• [TASK TO COMPLETE]: Leave out every line that comes before the one containing "For the dataset, point out each instance of the navy", and reproduce the rest of the listing below exactly, through its last line.
==== SUPPLIED DATA
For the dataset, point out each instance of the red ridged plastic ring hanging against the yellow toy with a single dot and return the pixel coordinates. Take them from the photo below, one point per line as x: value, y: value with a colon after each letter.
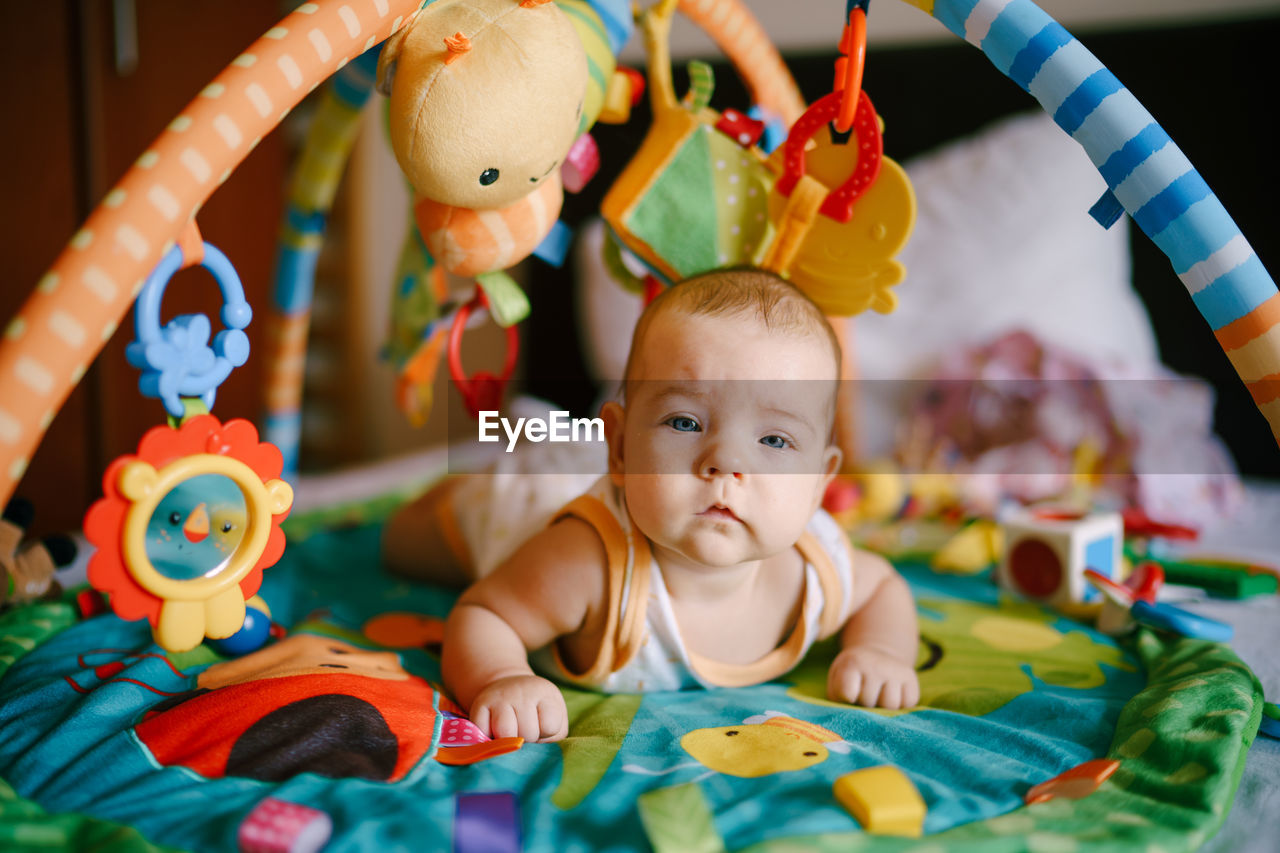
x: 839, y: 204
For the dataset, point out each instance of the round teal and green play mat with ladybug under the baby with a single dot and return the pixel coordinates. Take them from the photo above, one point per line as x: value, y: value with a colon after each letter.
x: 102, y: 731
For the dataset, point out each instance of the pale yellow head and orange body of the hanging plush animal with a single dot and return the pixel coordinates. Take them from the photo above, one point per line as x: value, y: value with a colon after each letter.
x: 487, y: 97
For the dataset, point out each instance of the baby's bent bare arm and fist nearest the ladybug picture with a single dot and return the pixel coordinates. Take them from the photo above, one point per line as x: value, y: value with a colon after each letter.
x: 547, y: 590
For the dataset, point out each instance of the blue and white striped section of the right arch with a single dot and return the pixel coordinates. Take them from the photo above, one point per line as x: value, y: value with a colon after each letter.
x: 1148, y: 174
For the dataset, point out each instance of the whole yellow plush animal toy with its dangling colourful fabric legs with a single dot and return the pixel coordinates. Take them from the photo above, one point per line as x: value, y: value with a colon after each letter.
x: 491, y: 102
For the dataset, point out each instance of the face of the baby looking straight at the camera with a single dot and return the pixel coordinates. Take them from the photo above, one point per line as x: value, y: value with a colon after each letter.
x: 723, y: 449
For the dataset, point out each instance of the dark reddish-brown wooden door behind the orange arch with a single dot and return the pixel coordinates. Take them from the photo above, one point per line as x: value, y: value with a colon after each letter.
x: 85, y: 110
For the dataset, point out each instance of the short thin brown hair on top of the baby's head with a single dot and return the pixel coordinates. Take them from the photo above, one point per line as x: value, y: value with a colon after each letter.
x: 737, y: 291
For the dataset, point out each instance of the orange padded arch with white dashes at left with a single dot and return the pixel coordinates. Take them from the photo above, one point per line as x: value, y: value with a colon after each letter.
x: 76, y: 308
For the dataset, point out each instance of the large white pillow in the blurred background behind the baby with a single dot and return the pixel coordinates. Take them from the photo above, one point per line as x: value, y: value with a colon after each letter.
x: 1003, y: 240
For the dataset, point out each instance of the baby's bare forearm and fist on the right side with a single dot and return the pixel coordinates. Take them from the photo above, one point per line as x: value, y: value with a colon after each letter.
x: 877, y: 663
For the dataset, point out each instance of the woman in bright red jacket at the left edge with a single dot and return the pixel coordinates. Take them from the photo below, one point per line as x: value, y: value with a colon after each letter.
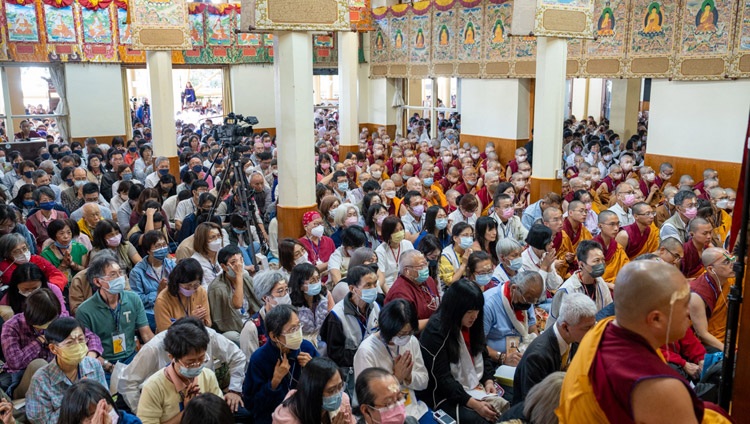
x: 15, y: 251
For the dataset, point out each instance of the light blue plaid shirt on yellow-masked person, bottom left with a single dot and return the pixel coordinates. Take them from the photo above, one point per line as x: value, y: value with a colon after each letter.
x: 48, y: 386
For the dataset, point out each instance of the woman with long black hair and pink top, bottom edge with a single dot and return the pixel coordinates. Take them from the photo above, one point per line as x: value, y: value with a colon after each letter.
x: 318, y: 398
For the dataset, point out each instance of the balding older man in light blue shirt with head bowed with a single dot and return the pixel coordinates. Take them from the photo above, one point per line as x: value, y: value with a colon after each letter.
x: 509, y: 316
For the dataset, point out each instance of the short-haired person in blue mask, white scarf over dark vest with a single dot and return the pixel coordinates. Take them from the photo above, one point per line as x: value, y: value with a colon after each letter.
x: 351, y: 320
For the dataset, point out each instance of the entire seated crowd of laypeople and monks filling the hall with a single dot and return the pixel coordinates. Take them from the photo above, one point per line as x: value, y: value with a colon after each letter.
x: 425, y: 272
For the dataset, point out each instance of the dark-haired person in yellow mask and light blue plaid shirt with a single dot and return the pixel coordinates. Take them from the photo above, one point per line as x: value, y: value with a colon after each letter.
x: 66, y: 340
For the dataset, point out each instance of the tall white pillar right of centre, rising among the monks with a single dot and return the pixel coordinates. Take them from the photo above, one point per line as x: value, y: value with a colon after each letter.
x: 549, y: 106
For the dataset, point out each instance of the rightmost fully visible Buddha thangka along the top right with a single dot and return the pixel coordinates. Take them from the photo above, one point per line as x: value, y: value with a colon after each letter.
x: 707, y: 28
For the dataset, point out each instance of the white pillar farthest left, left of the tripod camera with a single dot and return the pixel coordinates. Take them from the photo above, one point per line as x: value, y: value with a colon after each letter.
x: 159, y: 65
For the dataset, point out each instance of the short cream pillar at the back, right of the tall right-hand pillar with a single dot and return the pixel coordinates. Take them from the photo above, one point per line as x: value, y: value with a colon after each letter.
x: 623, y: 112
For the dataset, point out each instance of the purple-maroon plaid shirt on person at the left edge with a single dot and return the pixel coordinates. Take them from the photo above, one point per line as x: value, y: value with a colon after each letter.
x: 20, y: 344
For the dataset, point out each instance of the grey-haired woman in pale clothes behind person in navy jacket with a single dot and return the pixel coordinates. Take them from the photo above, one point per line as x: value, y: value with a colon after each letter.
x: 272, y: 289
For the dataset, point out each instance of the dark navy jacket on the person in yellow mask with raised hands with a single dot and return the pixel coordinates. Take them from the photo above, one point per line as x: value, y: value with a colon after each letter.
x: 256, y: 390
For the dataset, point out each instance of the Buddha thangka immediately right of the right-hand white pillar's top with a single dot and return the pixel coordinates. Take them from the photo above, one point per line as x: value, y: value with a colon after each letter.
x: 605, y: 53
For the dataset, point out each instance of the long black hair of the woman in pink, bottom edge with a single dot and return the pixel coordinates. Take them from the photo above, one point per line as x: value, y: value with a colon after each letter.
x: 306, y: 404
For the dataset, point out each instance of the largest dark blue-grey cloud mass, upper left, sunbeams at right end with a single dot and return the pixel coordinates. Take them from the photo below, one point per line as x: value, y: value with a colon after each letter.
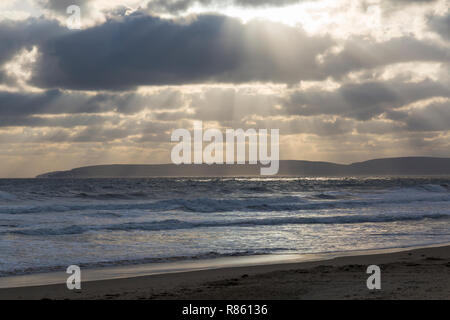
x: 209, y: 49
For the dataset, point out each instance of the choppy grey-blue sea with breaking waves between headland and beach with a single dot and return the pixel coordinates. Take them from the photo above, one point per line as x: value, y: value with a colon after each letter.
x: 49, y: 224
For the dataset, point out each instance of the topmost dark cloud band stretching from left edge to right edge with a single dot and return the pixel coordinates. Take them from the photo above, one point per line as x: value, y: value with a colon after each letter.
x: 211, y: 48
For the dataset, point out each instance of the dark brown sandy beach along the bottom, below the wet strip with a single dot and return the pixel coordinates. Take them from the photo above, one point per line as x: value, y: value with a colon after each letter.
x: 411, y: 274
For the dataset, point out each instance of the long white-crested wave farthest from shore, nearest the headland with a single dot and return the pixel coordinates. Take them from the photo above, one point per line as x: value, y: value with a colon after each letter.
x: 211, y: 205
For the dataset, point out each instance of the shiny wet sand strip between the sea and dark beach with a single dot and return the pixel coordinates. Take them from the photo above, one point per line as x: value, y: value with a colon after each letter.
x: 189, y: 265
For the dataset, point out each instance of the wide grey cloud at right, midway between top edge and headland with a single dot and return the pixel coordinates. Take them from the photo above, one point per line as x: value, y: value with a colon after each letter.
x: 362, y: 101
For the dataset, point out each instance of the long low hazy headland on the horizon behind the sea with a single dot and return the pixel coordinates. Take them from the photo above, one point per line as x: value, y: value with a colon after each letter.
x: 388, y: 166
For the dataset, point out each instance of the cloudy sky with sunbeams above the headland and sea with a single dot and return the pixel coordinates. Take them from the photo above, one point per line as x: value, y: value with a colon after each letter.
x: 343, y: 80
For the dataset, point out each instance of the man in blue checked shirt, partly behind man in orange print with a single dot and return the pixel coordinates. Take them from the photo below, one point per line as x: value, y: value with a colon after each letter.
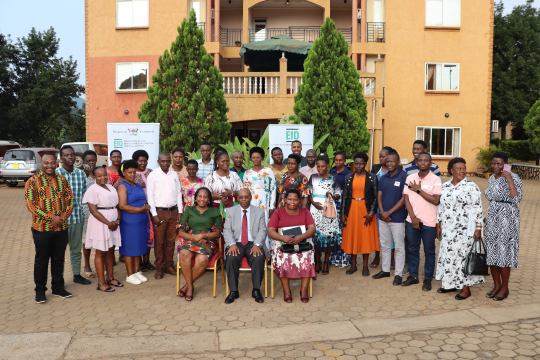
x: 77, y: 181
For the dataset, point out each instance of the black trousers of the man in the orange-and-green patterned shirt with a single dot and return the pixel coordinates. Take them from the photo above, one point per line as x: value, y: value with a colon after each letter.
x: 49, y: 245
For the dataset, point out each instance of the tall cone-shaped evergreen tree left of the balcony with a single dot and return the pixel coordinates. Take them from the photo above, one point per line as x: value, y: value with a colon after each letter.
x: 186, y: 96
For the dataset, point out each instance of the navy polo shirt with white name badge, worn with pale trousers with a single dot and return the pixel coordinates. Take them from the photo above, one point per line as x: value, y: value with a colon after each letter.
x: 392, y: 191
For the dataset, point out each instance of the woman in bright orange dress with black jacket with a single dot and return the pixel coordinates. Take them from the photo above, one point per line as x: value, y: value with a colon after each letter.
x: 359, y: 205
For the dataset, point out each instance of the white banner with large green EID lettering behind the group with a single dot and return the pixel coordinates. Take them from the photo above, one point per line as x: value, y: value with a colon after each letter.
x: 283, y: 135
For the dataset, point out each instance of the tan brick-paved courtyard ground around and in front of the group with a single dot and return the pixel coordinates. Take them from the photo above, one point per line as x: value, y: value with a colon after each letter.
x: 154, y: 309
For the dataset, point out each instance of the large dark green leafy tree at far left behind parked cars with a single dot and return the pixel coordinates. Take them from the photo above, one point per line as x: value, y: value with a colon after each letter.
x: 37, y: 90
========
• [RESULT FOR THIS EXERCISE]:
For the dataset, point out each instance of the navy polo shirt with white name badge, worn with pale trousers with a single dot and return the pixel coordinates. Take them from the photo above, one point per line as x: value, y: value with a colon after each letter.
x: 392, y: 191
For the dataset, point out each instance of the woman in bright orange dress with black jacket with a single dot and return the pixel coordinates. Take them from the photo above, one point per line as x: value, y: value with a colon after each letter.
x: 359, y: 205
For the dataset, point out each instance of the white banner with large green EID lettering behind the group with a single dot and return the pixel coordinates. Take them from the photo above, one point per line as x: value, y: value with a colon after each letter.
x: 283, y: 135
For the dataset, point out each instance of the tan brick-paved courtyard ground around and in front of the group with a single dot and return the pixel coordinates. Take them from the photo above, one point per line as x: value, y: value with a colon after each letter.
x: 154, y: 309
For the dataset, point out each instance of the large dark green leafy tree at far left behind parked cars with a single dot and return the pixel coordinates. Take them from the photo above, one point per line as x: value, y: value with a colon after each letter.
x: 37, y: 90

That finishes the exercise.